**Source extract**
Begin

As I interviewed a number of PBC swimmers on their 2012 swim, including the first-timer “Ocean Pearls” swim team (in the “after” photo below), my gut-feeling that there were implications and lessons for job hunters plunging into the New Year job-market was soon validated.

What was instructive wasn’t so much what the dozen or so had to say about the reasons that motivated their daredevil dead-of-winter adventure, which were mostly a predictable mix of bravado, bragging rights, curiosity, carpe diem zest, fear facing, and tag-along conformity and compliance. No, instead, it was the underlying psycho-physiology (“psycho” being short for “psychological”, not “psychotic”).

Applying Swimmer Psycho-Physiology to Job Hunting

Every swimmer I spoke with reported pretty much the same psychological and physiological responses to the plunge into the frigid Pacific Ocean—responses that seem to have counterparts and contrasts in the plunge into a job market that is currently anything but hot, if not actually frozen.

Look at the lead photo again and imagine the Polar Bear Club swimmers are at a job fair, individually wading and waiting for a sought-for job opportunity in the midst of the mad collective scramble for one.  Then compare the aftereffects of the swim and observations of the swimmers about the pleasure and pain of their experience with those of job hunters taking the plunge into the job market.

To set the stage for this comparison, first consider the immediate swim aftereffects and swimmer observations. When I asked them which felt better—the thrill of jumping in or the relief in jumping out, to my surprise, all said the thrill of jumping in.

The Thrill of Jumping In vs. the Relief of Jumping Out

Apparently, despite or because of my own single swim in an icy sea—the Sea of Japan on one December 23rd, I had misinterpreted their experience, since I expected them to say that getting out was better than getting in. This was on crude analogy with the cessation and relief of pain, in general, being more pleasurable than its commencement, which in job-seeker terms translates into the cessation of the pain of unemployment being more pleasurable than the start of job hunting.

Their take on their own experience was the complete opposite of what I had expected. One told me that the worst chill for him set in the moment he stepped out of the water and that it was worse than the initial shock; another said, when asked how she felt upon stepping out of the sea, “numb”—suggesting another subtle and possible psycho-physiological response variable: physiological lag—with perceptible relief lagging behind the behavior that will (later) trigger it. That’s like being warmed by a hot coffee much later than drinking it, or feeling relieved to get a job only well after being hired.

End

**Set exercise A**
Pick out each line of the listing below that contains the string "umbrella", and copy those lines.

**Available records**

Begin

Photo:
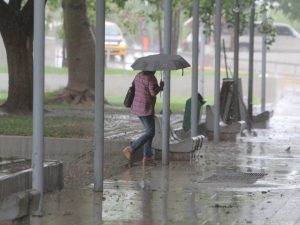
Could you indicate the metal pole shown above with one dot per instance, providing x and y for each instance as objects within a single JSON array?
[
  {"x": 99, "y": 96},
  {"x": 251, "y": 60},
  {"x": 236, "y": 59},
  {"x": 167, "y": 80},
  {"x": 217, "y": 72},
  {"x": 202, "y": 59},
  {"x": 195, "y": 52},
  {"x": 263, "y": 69},
  {"x": 38, "y": 102}
]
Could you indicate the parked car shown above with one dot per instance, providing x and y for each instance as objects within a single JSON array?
[
  {"x": 115, "y": 43},
  {"x": 287, "y": 39}
]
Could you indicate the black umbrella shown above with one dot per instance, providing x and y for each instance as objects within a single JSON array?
[{"x": 160, "y": 62}]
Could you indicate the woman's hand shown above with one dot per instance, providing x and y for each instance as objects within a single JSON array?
[{"x": 161, "y": 85}]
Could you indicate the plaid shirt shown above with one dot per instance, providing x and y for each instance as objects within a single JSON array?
[{"x": 146, "y": 88}]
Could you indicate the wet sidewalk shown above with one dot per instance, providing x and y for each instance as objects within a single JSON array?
[{"x": 255, "y": 180}]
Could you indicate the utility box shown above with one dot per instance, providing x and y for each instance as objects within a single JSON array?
[{"x": 187, "y": 112}]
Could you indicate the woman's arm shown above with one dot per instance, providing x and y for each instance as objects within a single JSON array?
[{"x": 154, "y": 89}]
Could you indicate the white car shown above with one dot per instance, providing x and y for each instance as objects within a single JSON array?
[{"x": 287, "y": 39}]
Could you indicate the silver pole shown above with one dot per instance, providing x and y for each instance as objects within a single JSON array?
[
  {"x": 236, "y": 60},
  {"x": 38, "y": 102},
  {"x": 99, "y": 96},
  {"x": 217, "y": 72},
  {"x": 202, "y": 59},
  {"x": 263, "y": 69},
  {"x": 195, "y": 52},
  {"x": 251, "y": 64},
  {"x": 167, "y": 80}
]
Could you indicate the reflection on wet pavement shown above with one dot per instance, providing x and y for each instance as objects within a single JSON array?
[{"x": 253, "y": 181}]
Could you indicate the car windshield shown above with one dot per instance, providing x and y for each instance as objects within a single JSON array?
[{"x": 111, "y": 30}]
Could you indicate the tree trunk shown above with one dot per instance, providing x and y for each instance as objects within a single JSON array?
[
  {"x": 80, "y": 46},
  {"x": 17, "y": 33}
]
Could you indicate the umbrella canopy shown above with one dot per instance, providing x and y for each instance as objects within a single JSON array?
[{"x": 160, "y": 62}]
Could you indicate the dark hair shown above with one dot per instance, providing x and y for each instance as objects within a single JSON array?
[{"x": 149, "y": 72}]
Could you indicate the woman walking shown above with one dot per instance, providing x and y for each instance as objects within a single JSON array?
[{"x": 146, "y": 89}]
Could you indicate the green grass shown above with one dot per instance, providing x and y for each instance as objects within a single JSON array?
[{"x": 67, "y": 127}]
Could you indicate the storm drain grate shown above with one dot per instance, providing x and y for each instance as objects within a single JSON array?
[{"x": 248, "y": 177}]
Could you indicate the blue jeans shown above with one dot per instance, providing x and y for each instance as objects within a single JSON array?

End

**Set exercise B**
In the passage about Polar Bear Club swimmers and job hunting, which sea did the writer swim in on one December 23rd?

**Correct response A**
Could you indicate the black umbrella shown above with one dot per instance, providing x and y for each instance as objects within a single JSON array?
Could you indicate the umbrella canopy shown above with one dot per instance, providing x and y for each instance as objects within a single JSON array?

**Correct response B**
The Sea of Japan.